▶ [Given instruction]:
Show each line of the material below that contains the word "seated".

▶ [Supplied data]:
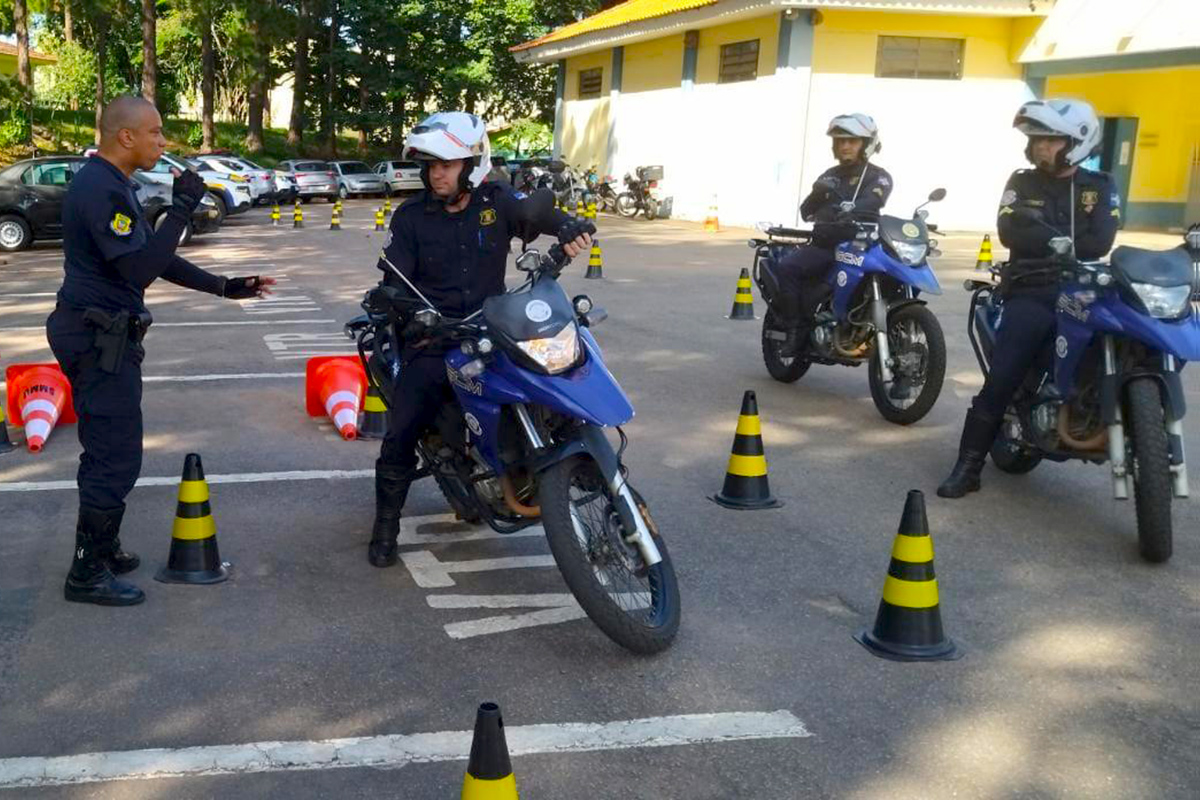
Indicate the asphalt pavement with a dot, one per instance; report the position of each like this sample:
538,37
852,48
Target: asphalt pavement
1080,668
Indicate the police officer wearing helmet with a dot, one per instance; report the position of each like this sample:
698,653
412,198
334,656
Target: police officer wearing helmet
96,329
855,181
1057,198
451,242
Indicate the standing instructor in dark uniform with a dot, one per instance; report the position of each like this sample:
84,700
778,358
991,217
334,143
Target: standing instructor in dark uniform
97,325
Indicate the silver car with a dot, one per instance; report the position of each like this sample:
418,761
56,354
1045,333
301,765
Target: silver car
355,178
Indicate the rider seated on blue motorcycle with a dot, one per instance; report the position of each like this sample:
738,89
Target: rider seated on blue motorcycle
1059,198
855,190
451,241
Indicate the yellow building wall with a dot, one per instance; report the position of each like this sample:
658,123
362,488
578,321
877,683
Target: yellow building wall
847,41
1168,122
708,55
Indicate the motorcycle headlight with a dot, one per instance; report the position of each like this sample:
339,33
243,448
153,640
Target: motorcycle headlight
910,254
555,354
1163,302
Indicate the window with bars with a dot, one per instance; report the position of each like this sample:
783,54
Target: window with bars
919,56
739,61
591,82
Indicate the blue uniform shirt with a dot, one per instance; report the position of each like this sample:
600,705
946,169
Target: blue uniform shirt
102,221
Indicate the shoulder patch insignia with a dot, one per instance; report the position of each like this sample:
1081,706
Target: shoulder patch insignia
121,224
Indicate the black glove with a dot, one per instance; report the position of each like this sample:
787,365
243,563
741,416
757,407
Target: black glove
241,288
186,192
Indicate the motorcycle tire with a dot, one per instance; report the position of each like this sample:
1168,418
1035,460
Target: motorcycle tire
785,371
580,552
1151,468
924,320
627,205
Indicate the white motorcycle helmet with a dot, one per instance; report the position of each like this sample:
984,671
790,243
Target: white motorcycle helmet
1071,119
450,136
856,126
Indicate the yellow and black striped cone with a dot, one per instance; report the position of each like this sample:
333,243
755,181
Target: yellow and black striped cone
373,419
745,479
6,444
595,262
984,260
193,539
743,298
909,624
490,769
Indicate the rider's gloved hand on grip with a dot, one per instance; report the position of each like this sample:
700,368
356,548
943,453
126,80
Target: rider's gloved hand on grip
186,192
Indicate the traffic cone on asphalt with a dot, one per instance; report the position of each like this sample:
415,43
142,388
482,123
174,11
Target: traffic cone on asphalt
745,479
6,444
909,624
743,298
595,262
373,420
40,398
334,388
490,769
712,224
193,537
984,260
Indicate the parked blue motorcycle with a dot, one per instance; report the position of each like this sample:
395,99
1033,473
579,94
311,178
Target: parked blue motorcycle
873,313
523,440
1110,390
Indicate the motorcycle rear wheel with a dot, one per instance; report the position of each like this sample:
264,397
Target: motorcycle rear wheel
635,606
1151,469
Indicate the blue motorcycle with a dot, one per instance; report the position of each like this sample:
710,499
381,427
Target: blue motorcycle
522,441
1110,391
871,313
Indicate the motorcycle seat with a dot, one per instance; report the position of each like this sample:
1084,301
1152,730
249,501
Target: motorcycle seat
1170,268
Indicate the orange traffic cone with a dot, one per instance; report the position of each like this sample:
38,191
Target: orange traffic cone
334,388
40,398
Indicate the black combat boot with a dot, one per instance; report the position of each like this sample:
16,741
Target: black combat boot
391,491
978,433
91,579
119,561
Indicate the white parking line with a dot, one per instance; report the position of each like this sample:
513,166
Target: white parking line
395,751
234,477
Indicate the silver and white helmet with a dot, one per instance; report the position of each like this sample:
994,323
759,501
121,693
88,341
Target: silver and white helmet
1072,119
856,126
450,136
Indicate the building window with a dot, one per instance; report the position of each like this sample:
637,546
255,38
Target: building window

...

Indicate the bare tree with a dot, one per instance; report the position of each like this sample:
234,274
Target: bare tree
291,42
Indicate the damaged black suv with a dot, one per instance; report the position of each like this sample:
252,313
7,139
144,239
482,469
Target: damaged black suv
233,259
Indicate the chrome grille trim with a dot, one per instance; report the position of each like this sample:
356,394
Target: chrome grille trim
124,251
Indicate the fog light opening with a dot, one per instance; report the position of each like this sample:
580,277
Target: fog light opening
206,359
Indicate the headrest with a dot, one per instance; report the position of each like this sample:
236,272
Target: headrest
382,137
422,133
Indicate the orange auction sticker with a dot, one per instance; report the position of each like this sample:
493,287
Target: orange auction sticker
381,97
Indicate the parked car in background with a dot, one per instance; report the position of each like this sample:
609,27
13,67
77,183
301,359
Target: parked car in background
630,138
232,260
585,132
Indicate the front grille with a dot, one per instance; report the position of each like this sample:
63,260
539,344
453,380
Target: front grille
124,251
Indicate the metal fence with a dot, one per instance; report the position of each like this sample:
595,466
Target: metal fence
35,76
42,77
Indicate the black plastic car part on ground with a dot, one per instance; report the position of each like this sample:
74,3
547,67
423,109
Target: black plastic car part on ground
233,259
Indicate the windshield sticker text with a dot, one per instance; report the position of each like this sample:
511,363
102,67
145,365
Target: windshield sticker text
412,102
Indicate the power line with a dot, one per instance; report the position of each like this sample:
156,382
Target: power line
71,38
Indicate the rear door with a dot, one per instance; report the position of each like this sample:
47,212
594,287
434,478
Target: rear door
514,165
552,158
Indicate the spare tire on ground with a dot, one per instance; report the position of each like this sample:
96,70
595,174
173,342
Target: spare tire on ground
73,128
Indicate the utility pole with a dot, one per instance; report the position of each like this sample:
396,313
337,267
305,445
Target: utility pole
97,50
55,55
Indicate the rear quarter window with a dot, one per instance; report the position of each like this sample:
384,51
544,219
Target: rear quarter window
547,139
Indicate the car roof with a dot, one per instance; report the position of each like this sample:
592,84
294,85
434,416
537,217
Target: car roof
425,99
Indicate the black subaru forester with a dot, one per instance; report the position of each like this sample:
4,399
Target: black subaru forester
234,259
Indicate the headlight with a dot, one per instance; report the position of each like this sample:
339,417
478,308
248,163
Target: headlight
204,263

▶ [Worked answer]:
Indicate the rider seated on blue motorcycle with a dot, one per instance; report the position of each like this sample:
Target: rider seated on blue motorcycle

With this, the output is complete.